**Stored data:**
+++
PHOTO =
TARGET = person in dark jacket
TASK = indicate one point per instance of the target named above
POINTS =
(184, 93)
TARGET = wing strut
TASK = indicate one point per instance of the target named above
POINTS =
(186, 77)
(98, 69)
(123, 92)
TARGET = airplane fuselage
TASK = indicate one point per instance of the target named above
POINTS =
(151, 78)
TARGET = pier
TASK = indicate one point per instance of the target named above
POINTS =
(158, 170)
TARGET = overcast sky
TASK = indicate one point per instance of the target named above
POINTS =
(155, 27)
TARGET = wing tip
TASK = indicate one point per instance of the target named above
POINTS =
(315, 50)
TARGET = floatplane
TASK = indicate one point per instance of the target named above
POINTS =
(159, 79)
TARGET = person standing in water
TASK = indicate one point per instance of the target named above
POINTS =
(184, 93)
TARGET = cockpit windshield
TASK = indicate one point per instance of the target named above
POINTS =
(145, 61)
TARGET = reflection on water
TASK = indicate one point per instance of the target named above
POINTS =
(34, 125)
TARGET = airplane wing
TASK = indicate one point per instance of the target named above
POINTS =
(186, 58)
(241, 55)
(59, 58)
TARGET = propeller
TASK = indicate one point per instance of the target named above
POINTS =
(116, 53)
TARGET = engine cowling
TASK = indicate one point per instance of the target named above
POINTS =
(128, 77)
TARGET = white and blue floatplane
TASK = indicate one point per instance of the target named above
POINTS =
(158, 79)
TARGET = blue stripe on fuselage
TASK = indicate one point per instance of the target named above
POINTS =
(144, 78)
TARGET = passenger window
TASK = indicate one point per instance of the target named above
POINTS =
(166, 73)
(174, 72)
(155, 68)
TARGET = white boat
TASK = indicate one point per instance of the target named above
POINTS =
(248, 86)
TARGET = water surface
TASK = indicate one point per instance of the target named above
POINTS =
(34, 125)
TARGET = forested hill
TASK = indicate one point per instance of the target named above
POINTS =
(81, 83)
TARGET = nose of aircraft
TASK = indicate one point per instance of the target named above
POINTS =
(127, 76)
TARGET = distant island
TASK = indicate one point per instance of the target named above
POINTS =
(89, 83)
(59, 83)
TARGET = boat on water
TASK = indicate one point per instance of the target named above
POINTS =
+++
Render every line of the items above as a Markdown table with the columns Row and Line, numbering the rows and leaving out blank lines.

| Row | Line |
|---|---|
| 1 | PHOTO = |
| 2 | TARGET = person in dark jacket |
| 3 | TASK = indicate one point per instance of the target named above |
| 4 | POINTS = |
| 5 | (184, 93) |
| 6 | TARGET = wing strut |
| 7 | TASK = indicate one point per instance of the target named above |
| 8 | POINTS = |
| 9 | (186, 77) |
| 10 | (98, 69) |
| 11 | (123, 92) |
| 12 | TARGET = airplane fuselage |
| 13 | TASK = indicate one point per instance of the target named above |
| 14 | POINTS = |
| 15 | (151, 78) |
| 16 | TARGET = pier |
| 17 | TASK = indicate one point per instance of the target named above |
| 18 | POINTS = |
| 19 | (158, 170) |
| 20 | TARGET = overcast sky |
| 21 | TASK = indicate one point per instance of the target named above |
| 22 | POINTS = |
| 23 | (155, 27) |
| 24 | TARGET = wing tip |
| 25 | TASK = indicate one point per instance of the target named above |
| 26 | POINTS = |
| 27 | (315, 50) |
| 28 | TARGET = floatplane |
| 29 | TASK = indicate one point per instance of the target named above |
| 30 | POINTS = |
| 31 | (159, 79) |
| 32 | TARGET = person standing in water |
| 33 | TASK = indicate one point per instance of the target named above |
| 34 | POINTS = |
| 35 | (184, 93) |
| 36 | TARGET = cockpit windshield |
| 37 | TASK = indicate one point per instance of the target named above |
| 38 | POINTS = |
| 39 | (145, 61) |
| 40 | TARGET = reflection on water |
| 41 | TASK = indicate one point per instance of the target named above |
| 42 | POINTS = |
| 43 | (34, 125) |
| 44 | TARGET = airplane wing |
| 45 | TASK = indicate one point per instance of the target named above |
| 46 | POINTS = |
| 47 | (186, 58) |
| 48 | (241, 55) |
| 49 | (59, 58) |
| 50 | TARGET = propeller |
| 51 | TASK = indicate one point per instance of the target named above |
| 52 | POINTS = |
| 53 | (116, 53) |
| 54 | TARGET = engine cowling |
| 55 | TASK = indicate one point per instance of the target named above |
| 56 | POINTS = |
| 57 | (128, 77) |
| 58 | TARGET = white and blue floatplane |
| 59 | TASK = indicate one point per instance of the target named above |
| 60 | POINTS = |
| 61 | (158, 79) |
| 62 | TARGET = blue stripe on fuselage |
| 63 | TASK = indicate one point per instance of the target named above |
| 64 | POINTS = |
| 65 | (144, 78) |
| 66 | TARGET = passenger window |
| 67 | TASK = indicate one point per instance of the target named above |
| 68 | POINTS = |
| 69 | (166, 73) |
| 70 | (174, 72) |
| 71 | (155, 68) |
| 72 | TARGET = white boat |
| 73 | TASK = indicate one point per instance of the target named above |
| 74 | POINTS = |
| 75 | (248, 86) |
| 76 | TARGET = water surface |
| 77 | TASK = indicate one point per instance of the target named above |
| 78 | POINTS = |
| 79 | (34, 125) |
| 80 | TARGET = forested hill |
| 81 | TASK = indicate one point per instance of the target named above |
| 82 | POINTS = |
| 83 | (81, 83) |
| 84 | TARGET = nose of aircraft |
| 85 | TASK = indicate one point per instance of the target named above |
| 86 | POINTS = |
| 87 | (127, 76) |
| 88 | TARGET = distant island |
| 89 | TASK = indicate one point per instance of the target named above |
| 90 | POINTS = |
| 91 | (89, 83) |
| 92 | (59, 83) |
| 93 | TARGET = boat on water |
| 94 | TASK = indicate one point per instance of the target named above |
| 95 | POINTS = |